◆ **What you have to do**
Turn the material below into a numbered list with one line per item, and leave out any blank lines.

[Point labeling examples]

□ □ □ □ □ □ □

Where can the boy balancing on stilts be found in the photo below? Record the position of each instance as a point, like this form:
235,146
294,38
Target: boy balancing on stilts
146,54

□ □ □ □ □ □ □

◆ **Reply to the task**
1. Where can the boy balancing on stilts be found in the photo below? Record the position of each instance as a point, like this form:
2. 235,146
3. 294,38
4. Target: boy balancing on stilts
5. 146,54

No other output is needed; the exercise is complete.